● THE TASK: The records follow. Transcribe only the lines from the line containing "Query: shirtless man on bicycle" through the end, both ends included, and leave out the pictures.

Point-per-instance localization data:

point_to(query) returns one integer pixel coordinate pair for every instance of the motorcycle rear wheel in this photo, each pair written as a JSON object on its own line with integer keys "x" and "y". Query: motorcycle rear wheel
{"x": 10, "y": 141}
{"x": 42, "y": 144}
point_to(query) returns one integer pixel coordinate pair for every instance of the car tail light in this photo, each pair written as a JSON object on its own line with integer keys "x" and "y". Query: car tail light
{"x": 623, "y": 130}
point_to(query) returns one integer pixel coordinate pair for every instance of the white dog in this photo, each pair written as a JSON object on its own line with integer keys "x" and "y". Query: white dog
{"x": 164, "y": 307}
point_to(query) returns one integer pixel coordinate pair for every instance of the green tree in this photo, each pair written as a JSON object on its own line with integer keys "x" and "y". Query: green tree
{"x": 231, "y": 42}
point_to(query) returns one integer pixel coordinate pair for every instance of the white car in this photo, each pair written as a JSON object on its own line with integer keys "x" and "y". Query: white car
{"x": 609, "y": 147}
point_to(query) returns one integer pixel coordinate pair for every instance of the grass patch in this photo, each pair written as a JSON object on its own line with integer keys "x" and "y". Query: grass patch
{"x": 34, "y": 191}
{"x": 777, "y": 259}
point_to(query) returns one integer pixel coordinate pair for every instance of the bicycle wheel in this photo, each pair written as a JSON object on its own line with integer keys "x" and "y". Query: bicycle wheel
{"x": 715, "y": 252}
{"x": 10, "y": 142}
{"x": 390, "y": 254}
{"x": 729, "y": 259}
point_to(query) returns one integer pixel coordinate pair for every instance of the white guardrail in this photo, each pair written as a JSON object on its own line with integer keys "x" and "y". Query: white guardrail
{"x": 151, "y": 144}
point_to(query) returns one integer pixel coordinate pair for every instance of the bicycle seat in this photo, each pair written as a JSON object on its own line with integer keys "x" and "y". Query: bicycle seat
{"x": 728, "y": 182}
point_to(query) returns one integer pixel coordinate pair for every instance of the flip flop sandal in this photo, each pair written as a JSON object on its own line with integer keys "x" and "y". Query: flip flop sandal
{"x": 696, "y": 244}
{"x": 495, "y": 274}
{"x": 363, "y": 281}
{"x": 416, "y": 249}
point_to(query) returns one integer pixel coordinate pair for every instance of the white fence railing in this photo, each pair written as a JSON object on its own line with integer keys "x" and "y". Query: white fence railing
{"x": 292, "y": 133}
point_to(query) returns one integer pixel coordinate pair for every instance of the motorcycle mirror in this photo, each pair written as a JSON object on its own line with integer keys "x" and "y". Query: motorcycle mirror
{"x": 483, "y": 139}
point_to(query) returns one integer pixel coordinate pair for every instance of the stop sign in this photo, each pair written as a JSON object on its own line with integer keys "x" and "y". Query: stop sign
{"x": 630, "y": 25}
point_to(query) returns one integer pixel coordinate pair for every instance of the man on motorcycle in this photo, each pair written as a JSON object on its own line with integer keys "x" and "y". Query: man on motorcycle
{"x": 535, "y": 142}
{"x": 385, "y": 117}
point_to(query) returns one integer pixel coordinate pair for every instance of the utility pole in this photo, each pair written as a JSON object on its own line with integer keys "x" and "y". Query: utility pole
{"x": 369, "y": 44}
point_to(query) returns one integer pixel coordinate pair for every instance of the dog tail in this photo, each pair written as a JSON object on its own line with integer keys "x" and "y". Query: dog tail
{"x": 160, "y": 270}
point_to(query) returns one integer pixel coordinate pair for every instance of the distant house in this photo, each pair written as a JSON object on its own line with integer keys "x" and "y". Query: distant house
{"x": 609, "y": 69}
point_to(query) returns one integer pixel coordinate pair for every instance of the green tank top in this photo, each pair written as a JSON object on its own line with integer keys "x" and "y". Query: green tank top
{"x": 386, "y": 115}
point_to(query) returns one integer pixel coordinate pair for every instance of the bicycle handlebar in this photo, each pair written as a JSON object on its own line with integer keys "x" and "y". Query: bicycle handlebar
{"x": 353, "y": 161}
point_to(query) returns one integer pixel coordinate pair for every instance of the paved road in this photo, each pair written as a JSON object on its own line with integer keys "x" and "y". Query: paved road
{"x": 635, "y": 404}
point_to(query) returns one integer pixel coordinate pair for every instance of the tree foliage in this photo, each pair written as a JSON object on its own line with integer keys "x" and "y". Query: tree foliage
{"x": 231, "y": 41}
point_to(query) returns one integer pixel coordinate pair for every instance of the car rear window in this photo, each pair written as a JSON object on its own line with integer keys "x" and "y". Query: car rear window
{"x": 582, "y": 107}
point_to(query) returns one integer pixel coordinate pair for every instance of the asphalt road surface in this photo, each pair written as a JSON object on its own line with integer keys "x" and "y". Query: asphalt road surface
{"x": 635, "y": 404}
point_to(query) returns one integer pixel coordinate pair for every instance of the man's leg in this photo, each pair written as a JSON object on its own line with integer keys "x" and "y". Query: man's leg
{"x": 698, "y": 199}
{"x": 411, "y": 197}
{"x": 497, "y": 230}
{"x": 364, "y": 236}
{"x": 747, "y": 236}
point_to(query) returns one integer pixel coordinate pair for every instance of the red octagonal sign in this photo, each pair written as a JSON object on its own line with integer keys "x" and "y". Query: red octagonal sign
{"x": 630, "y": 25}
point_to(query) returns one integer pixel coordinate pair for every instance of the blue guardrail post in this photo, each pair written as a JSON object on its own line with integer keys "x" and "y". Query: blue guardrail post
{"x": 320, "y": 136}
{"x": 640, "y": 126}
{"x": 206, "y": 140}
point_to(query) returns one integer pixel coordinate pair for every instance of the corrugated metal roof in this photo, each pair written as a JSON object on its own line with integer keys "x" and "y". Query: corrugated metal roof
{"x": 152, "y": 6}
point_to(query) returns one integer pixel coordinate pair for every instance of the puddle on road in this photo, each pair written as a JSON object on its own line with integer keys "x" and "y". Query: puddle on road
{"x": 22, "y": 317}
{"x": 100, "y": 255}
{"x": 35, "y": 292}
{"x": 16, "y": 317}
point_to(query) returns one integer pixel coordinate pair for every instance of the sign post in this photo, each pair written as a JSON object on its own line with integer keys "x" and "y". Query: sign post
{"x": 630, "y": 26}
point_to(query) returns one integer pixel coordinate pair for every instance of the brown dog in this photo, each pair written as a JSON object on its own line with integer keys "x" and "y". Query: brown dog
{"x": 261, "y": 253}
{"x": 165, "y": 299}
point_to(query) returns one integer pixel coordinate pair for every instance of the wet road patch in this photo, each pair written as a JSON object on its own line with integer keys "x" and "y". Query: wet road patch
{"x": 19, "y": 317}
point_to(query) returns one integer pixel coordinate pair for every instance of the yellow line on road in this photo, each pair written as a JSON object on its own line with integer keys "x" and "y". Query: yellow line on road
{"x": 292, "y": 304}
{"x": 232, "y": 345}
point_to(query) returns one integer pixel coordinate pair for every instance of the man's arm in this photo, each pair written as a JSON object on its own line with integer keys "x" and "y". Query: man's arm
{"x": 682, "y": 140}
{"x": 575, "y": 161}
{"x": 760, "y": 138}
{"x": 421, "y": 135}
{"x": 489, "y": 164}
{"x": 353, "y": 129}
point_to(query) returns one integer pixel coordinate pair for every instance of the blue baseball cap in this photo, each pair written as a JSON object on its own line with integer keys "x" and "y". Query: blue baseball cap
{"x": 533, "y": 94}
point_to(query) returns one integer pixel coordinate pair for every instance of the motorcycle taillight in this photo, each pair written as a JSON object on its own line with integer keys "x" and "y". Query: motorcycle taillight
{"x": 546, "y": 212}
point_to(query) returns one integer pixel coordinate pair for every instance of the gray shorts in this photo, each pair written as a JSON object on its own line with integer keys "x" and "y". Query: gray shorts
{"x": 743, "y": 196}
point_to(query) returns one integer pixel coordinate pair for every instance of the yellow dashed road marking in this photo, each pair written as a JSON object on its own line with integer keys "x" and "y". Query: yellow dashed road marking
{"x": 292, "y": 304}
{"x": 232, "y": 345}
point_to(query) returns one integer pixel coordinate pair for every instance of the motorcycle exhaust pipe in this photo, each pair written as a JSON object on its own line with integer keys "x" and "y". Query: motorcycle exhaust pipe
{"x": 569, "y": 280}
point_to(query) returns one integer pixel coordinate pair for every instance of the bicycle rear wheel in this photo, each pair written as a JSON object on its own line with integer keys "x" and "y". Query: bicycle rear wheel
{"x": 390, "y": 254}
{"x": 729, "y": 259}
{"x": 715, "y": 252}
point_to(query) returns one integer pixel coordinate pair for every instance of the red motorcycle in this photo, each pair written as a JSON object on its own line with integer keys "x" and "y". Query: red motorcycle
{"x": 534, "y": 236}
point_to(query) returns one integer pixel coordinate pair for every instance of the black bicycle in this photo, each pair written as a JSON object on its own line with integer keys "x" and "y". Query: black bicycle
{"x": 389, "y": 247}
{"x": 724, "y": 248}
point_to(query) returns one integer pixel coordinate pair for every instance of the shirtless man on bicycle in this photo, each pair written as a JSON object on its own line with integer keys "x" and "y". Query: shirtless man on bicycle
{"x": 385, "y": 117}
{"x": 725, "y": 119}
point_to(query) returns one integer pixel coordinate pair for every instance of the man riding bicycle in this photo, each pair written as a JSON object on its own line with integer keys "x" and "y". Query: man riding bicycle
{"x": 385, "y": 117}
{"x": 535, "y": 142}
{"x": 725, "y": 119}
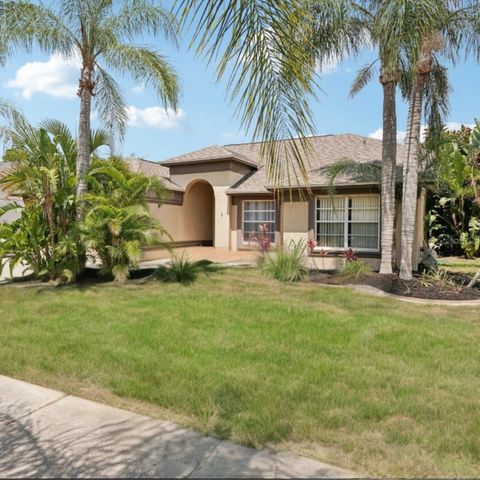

● EXERCISE RESULT:
point_to(query) returns one integer pixel coordinate pair for every instance of the shirtless man on bicycle in this photo, each pair written as a JSON object on its own line with integer keys "x" and "y". Query: shirtless man on bicycle
{"x": 385, "y": 117}
{"x": 725, "y": 119}
point_to(query) returns one integer pixel coordinate pair for every instance of the man riding bicycle in this photo, each pair written as a JSON object on its own line with integer keys "x" and "y". Query: man riding bicycle
{"x": 385, "y": 117}
{"x": 535, "y": 142}
{"x": 725, "y": 119}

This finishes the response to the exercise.